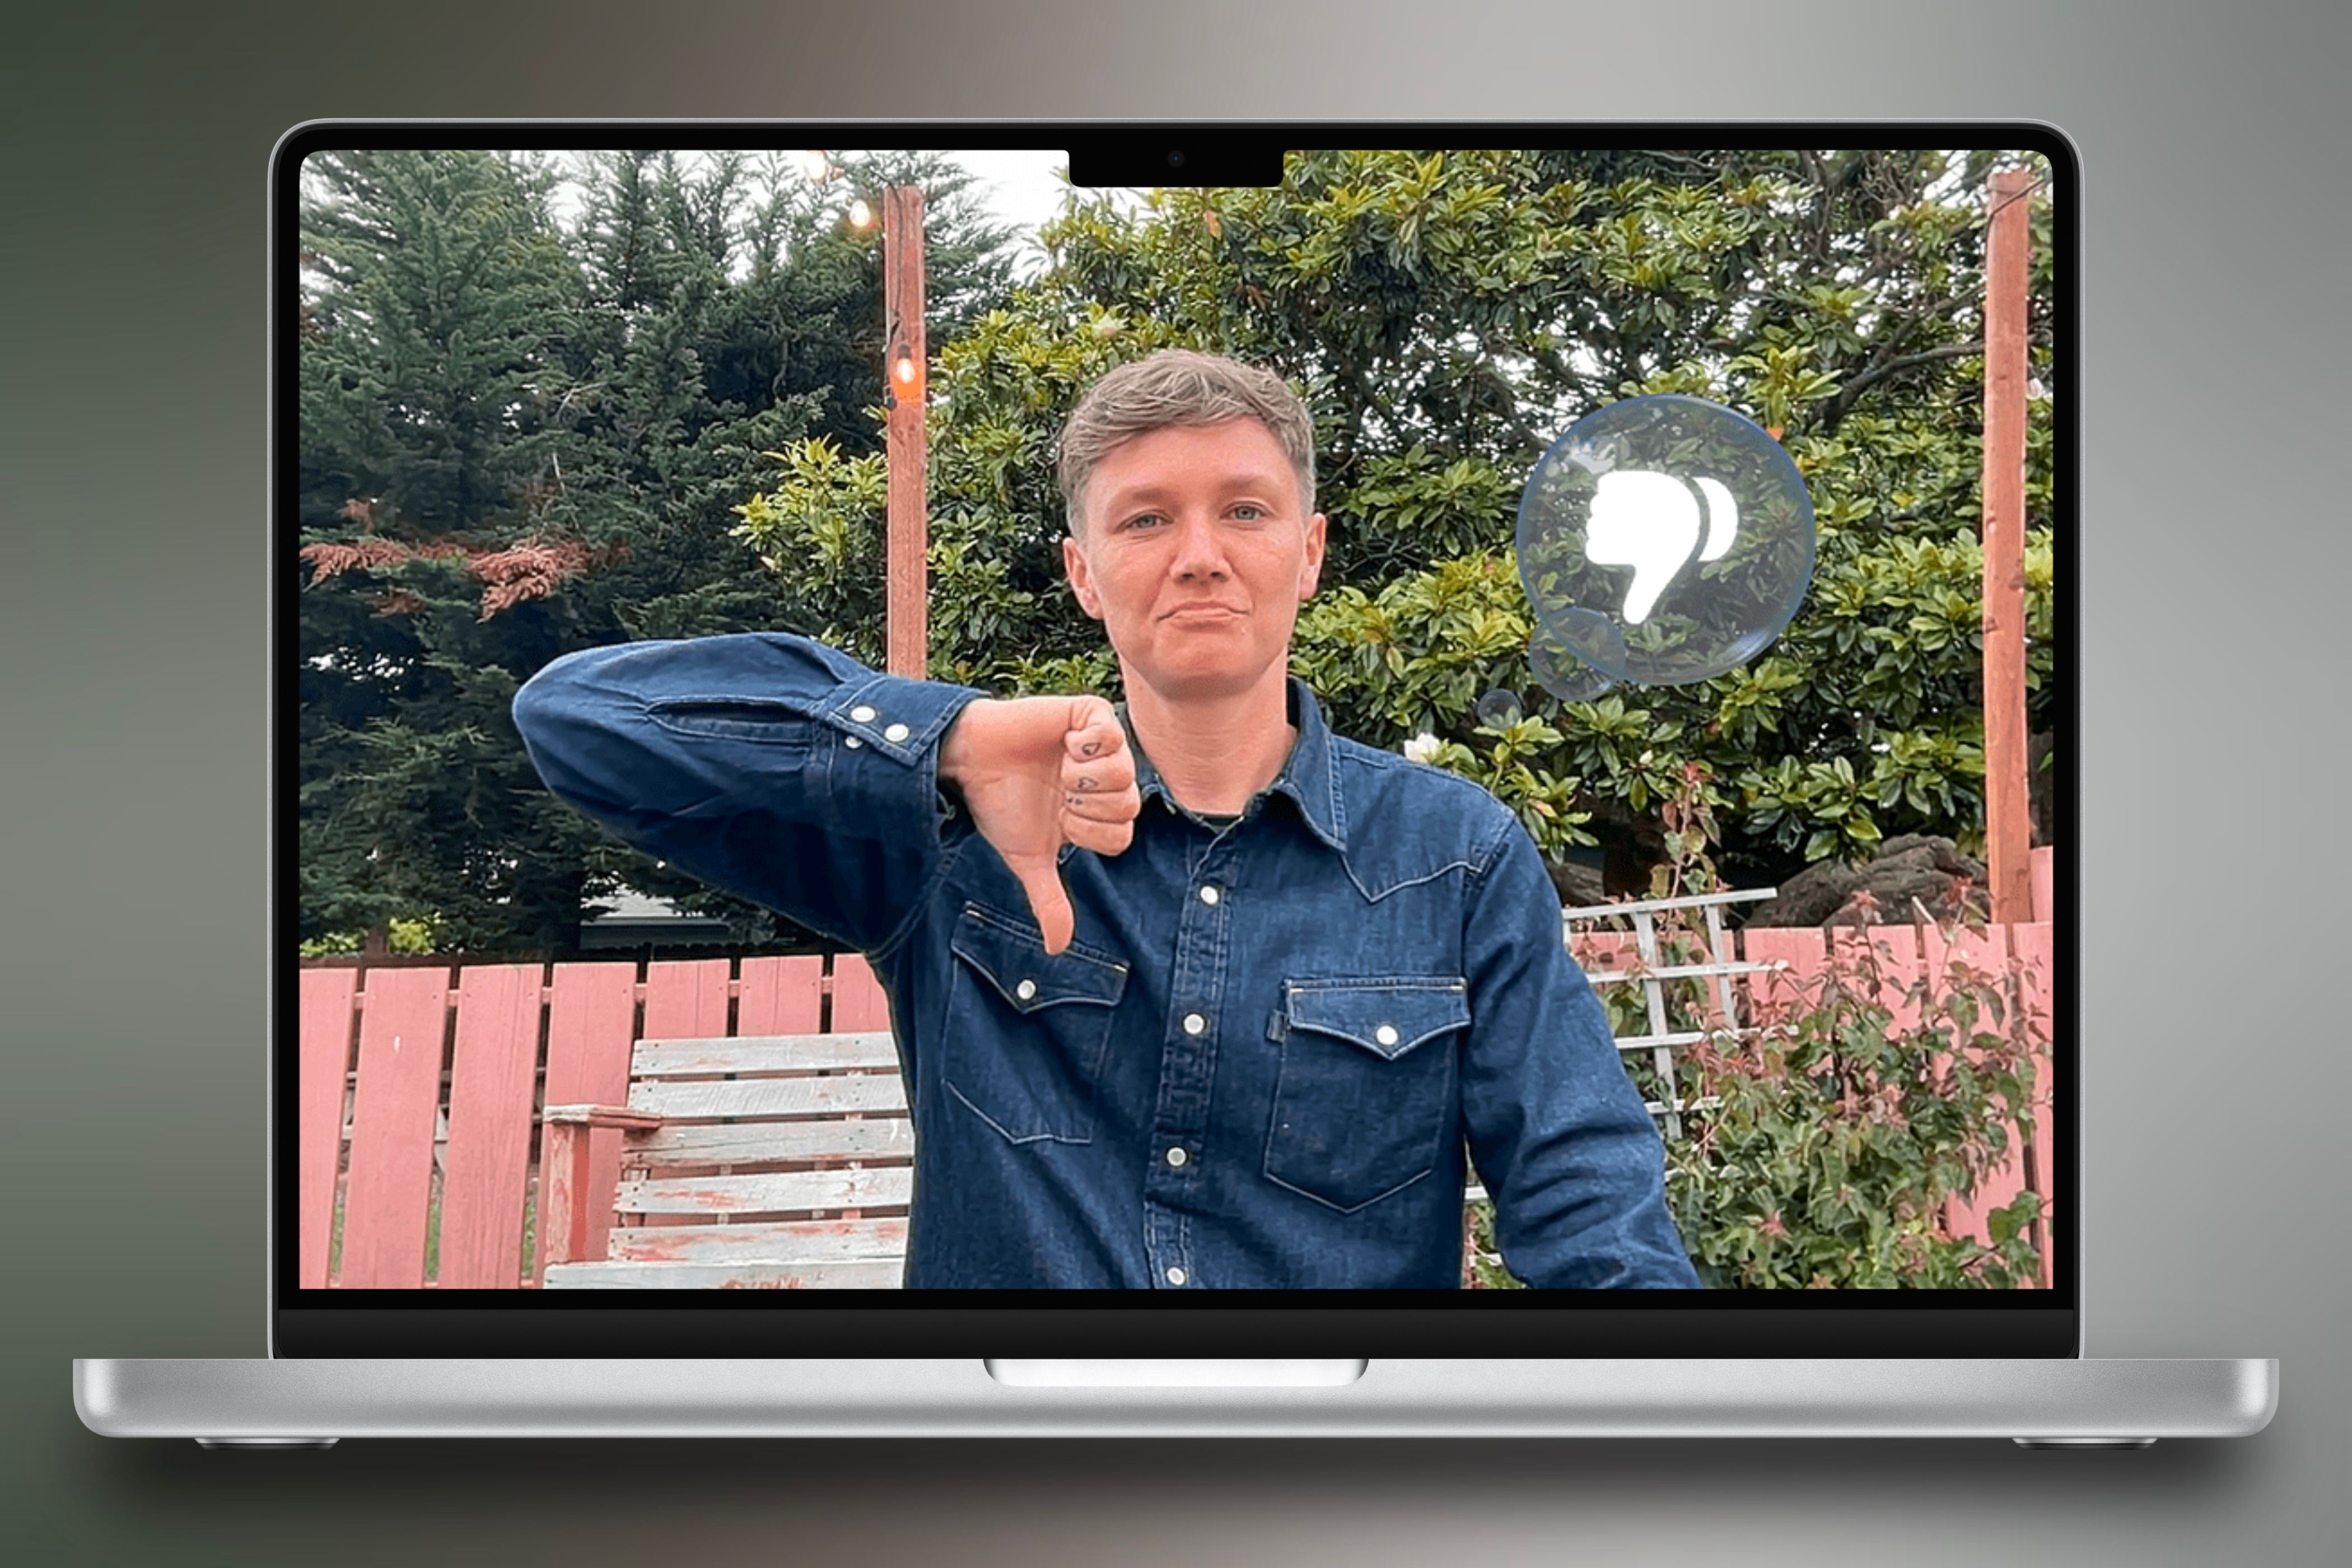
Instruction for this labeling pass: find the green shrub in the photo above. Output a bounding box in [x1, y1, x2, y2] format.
[1464, 767, 2043, 1290]
[1662, 905, 2043, 1289]
[297, 915, 441, 958]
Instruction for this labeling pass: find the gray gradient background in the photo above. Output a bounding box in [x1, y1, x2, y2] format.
[3, 1, 2344, 1561]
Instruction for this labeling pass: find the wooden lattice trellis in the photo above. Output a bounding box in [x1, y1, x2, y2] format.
[1562, 886, 1781, 1141]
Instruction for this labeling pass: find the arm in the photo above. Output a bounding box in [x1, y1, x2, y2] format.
[510, 633, 985, 956]
[1457, 817, 1702, 1289]
[511, 631, 1142, 958]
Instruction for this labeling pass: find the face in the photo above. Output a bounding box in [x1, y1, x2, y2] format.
[1063, 418, 1327, 704]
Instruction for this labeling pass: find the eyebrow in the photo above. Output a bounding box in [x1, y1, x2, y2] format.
[1101, 474, 1291, 513]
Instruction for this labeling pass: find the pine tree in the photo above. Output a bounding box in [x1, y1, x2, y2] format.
[297, 147, 1023, 954]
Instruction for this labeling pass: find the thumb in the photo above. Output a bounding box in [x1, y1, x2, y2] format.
[1009, 851, 1076, 957]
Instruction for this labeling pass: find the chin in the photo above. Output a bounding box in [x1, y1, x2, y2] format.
[1110, 616, 1292, 696]
[1170, 676, 1251, 702]
[1132, 656, 1275, 705]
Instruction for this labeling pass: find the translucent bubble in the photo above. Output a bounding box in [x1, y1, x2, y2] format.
[1516, 395, 1816, 686]
[1528, 624, 1617, 703]
[1474, 689, 1524, 729]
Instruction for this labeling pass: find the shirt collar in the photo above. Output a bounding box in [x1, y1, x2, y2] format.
[1116, 675, 1348, 853]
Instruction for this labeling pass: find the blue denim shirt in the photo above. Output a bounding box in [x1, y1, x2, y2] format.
[511, 633, 1700, 1290]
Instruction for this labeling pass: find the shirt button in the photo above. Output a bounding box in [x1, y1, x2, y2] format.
[1182, 1012, 1206, 1035]
[1015, 978, 1037, 1001]
[1375, 1023, 1399, 1047]
[1198, 884, 1220, 906]
[850, 705, 877, 722]
[843, 736, 864, 749]
[884, 722, 909, 743]
[1165, 1146, 1188, 1168]
[1165, 1266, 1188, 1286]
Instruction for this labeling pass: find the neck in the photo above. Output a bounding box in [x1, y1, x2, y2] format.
[1123, 664, 1297, 817]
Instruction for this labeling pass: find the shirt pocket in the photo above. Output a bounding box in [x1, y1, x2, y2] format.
[1263, 977, 1468, 1214]
[943, 903, 1130, 1146]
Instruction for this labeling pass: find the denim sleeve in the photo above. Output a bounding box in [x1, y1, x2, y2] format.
[1457, 815, 1702, 1289]
[510, 633, 986, 956]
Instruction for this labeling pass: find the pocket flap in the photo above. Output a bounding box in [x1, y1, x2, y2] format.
[949, 904, 1130, 1013]
[1282, 978, 1469, 1061]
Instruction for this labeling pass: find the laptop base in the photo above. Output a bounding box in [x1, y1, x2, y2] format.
[78, 1356, 2275, 1441]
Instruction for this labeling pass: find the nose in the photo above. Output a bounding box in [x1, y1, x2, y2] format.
[1169, 512, 1230, 581]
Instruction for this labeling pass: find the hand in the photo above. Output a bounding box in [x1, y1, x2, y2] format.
[938, 694, 1140, 955]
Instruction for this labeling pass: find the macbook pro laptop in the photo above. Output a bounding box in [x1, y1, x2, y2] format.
[77, 118, 2274, 1444]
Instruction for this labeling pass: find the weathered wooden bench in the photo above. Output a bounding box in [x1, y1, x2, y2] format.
[539, 1027, 914, 1289]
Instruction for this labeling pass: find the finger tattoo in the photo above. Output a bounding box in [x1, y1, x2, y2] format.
[1081, 740, 1100, 758]
[1076, 774, 1096, 792]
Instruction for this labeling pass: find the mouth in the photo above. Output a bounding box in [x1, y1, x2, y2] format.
[1163, 603, 1244, 620]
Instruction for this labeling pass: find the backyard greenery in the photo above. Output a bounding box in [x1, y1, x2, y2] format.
[298, 144, 2052, 956]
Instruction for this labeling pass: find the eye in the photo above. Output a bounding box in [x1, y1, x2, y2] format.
[1122, 512, 1166, 531]
[1231, 504, 1265, 520]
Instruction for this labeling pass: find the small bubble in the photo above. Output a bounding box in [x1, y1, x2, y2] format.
[1529, 626, 1617, 703]
[1475, 689, 1524, 729]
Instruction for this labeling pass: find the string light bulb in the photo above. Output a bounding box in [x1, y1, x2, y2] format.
[847, 197, 875, 231]
[799, 150, 832, 183]
[892, 346, 923, 400]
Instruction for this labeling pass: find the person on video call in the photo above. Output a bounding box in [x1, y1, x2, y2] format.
[512, 348, 1700, 1290]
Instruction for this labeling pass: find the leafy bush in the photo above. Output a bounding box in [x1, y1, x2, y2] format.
[1464, 769, 2044, 1289]
[1466, 912, 2044, 1290]
[298, 915, 440, 958]
[1665, 908, 2043, 1289]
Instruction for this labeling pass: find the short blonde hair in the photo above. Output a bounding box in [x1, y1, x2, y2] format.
[1056, 348, 1317, 533]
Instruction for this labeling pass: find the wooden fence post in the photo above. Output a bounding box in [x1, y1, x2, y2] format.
[883, 184, 928, 679]
[1983, 167, 2037, 923]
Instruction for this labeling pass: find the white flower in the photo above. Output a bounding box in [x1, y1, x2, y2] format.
[1402, 732, 1441, 765]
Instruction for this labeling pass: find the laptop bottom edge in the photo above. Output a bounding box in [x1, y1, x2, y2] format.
[74, 1357, 2276, 1442]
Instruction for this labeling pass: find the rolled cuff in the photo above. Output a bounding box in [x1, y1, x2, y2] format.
[811, 669, 987, 851]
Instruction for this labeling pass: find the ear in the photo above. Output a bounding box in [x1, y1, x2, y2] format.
[1063, 532, 1104, 620]
[1297, 512, 1327, 601]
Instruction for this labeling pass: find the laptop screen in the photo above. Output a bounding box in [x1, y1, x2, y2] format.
[279, 123, 2074, 1357]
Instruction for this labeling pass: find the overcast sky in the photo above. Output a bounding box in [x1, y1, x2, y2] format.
[824, 147, 1154, 277]
[515, 147, 1122, 281]
[936, 147, 1084, 270]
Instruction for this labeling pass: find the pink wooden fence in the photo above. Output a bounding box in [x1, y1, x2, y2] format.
[298, 850, 2056, 1290]
[297, 952, 891, 1289]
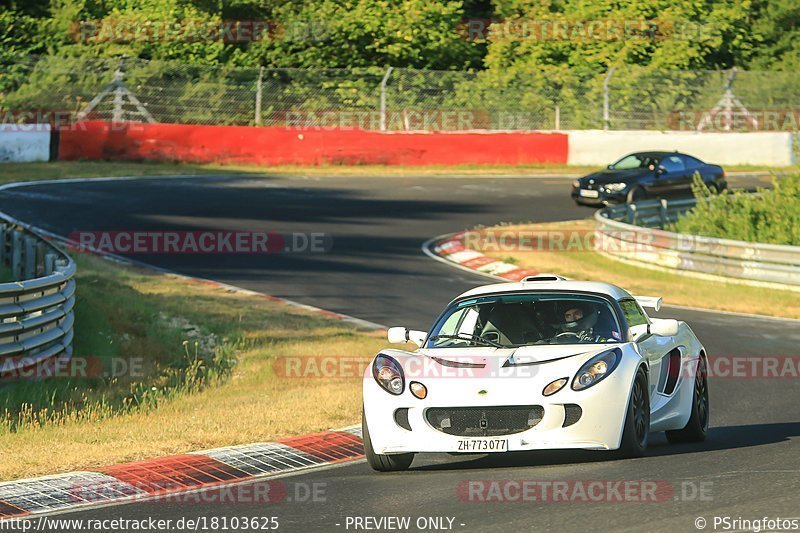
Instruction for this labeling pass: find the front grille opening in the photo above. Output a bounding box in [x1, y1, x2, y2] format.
[426, 406, 544, 437]
[562, 404, 583, 427]
[394, 408, 412, 431]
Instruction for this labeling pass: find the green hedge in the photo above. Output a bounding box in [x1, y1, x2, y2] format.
[671, 173, 800, 246]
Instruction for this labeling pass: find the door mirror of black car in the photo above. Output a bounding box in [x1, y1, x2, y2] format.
[607, 164, 613, 169]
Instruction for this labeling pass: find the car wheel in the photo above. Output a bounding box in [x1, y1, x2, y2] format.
[626, 187, 647, 204]
[362, 407, 414, 472]
[616, 367, 650, 458]
[666, 355, 709, 443]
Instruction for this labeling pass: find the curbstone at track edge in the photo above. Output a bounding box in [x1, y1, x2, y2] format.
[421, 231, 539, 283]
[0, 426, 364, 520]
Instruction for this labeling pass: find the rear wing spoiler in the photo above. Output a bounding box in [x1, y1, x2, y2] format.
[634, 296, 662, 312]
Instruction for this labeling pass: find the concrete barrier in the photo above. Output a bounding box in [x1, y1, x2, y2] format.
[567, 130, 795, 167]
[58, 121, 570, 166]
[0, 124, 52, 163]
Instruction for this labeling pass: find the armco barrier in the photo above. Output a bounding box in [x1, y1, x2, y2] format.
[57, 121, 569, 165]
[595, 198, 800, 288]
[0, 217, 75, 377]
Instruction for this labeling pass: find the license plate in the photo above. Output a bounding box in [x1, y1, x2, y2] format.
[457, 438, 508, 452]
[579, 189, 599, 198]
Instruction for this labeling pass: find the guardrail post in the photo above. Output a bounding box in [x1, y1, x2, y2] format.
[0, 224, 5, 269]
[659, 199, 668, 228]
[36, 242, 46, 277]
[11, 231, 23, 280]
[45, 252, 57, 276]
[24, 236, 37, 280]
[626, 204, 637, 225]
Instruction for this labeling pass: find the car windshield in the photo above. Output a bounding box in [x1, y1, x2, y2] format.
[427, 293, 624, 348]
[611, 154, 659, 170]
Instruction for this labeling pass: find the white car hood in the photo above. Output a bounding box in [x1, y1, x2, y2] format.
[418, 344, 616, 367]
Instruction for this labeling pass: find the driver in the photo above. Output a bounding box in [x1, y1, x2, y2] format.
[559, 303, 600, 341]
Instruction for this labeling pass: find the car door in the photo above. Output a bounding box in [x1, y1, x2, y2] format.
[620, 299, 677, 398]
[653, 155, 690, 197]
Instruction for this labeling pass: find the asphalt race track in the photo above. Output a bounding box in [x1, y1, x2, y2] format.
[1, 173, 797, 532]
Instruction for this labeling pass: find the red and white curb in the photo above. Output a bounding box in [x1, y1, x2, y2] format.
[0, 427, 363, 519]
[422, 230, 539, 282]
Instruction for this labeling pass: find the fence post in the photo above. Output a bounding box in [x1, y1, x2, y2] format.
[554, 105, 560, 130]
[379, 67, 394, 132]
[255, 66, 264, 126]
[112, 61, 125, 123]
[603, 67, 615, 130]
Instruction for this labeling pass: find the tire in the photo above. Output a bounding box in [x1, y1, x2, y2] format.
[616, 367, 650, 458]
[626, 186, 647, 204]
[666, 355, 709, 444]
[362, 408, 414, 472]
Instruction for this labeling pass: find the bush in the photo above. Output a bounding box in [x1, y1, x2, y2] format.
[671, 173, 800, 245]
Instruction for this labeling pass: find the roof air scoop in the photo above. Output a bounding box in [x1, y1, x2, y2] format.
[521, 274, 568, 282]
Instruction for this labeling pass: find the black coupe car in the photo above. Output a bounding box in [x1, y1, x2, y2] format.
[571, 151, 726, 206]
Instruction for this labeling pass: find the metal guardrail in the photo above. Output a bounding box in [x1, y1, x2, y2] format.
[0, 219, 75, 377]
[595, 198, 800, 288]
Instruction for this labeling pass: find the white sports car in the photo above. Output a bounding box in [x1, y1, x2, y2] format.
[362, 275, 709, 471]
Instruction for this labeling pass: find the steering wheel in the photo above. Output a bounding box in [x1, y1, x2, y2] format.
[553, 332, 581, 344]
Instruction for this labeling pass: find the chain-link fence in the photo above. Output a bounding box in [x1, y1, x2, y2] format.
[2, 56, 800, 132]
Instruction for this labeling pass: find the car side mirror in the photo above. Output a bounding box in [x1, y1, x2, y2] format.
[387, 327, 426, 347]
[607, 164, 613, 169]
[656, 166, 666, 175]
[629, 323, 650, 341]
[650, 319, 679, 337]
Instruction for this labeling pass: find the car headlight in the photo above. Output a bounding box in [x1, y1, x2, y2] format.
[373, 354, 404, 395]
[571, 348, 621, 391]
[572, 180, 581, 188]
[603, 182, 627, 192]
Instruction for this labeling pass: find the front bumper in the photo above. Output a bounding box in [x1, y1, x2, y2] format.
[571, 186, 626, 206]
[363, 353, 640, 454]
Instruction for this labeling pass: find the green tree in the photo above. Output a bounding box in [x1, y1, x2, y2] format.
[243, 0, 484, 69]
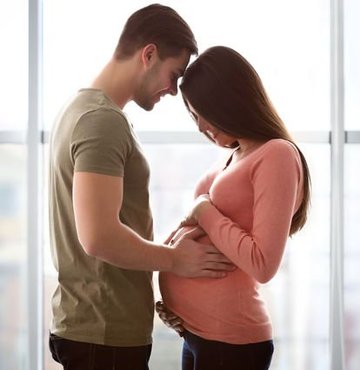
....
## ACTIVITY
Only the lines from the one containing "Instruction for this labeling pass: find the white sports" through the last line of the material should be returned, exactly and without pictures.

## SOLUTION TO THE EXERCISE
Instruction for this labeling pass: find the white sports car in the photo above. Output a bounding box in [x1, y1, x2, y2] format.
[362, 275, 709, 471]
Instruction for this labeling pass: find the steering wheel in the photo above. Output a bounding box in [x1, y1, x2, y2] format.
[553, 332, 581, 344]
Instruction for this labeling pass: find the chain-link fence in the photo above. Output a bounding box in [x1, y1, x2, y2] format.
[2, 56, 800, 132]
Instruction for this labeling pass: find the car side mirror in the photo above. Output a bounding box in [x1, y1, x2, y2] format.
[387, 327, 426, 347]
[607, 164, 613, 169]
[656, 166, 666, 175]
[629, 323, 650, 341]
[650, 319, 679, 337]
Instruction for this labeling pass: find the car headlight in the photo above. Output a bounding box in [x1, y1, x2, y2] format.
[373, 354, 404, 395]
[571, 348, 621, 391]
[572, 180, 581, 188]
[603, 182, 627, 192]
Instruction for this labeling pass: find the front bumper in the photo above. Output a bounding box in [x1, y1, x2, y2] format.
[571, 186, 626, 206]
[363, 353, 640, 454]
Instruction for this labeling pass: find the green tree in the photo above. Output a bounding box in [x1, y1, x2, y2] format.
[243, 0, 484, 69]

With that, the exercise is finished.